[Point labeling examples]
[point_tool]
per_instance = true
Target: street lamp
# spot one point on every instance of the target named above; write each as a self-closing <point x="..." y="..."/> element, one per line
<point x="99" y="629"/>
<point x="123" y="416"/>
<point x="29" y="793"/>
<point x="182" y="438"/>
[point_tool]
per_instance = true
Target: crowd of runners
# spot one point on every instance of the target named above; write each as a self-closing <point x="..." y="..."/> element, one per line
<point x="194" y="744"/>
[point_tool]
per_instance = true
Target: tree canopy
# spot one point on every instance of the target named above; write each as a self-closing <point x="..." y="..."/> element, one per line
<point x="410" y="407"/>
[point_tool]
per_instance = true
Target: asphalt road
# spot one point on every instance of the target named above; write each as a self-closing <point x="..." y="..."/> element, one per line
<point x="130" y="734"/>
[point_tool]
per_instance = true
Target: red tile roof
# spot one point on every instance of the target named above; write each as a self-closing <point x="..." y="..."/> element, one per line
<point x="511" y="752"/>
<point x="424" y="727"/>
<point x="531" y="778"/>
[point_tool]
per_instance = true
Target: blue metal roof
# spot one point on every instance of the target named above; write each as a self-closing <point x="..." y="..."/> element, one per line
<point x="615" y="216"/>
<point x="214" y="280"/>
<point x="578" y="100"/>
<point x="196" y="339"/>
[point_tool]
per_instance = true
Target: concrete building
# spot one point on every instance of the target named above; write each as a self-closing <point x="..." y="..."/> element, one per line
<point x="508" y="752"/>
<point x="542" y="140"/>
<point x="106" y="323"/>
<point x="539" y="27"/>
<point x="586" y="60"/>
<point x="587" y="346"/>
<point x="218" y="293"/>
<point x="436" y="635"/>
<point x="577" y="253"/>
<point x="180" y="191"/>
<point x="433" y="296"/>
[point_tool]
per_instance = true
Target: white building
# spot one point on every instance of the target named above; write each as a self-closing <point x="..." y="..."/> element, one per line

Task to carry out:
Pull out every line in the lines above that contains the string "building", and copy each one unchanged.

Solved problem:
Target: concrete building
Target: white building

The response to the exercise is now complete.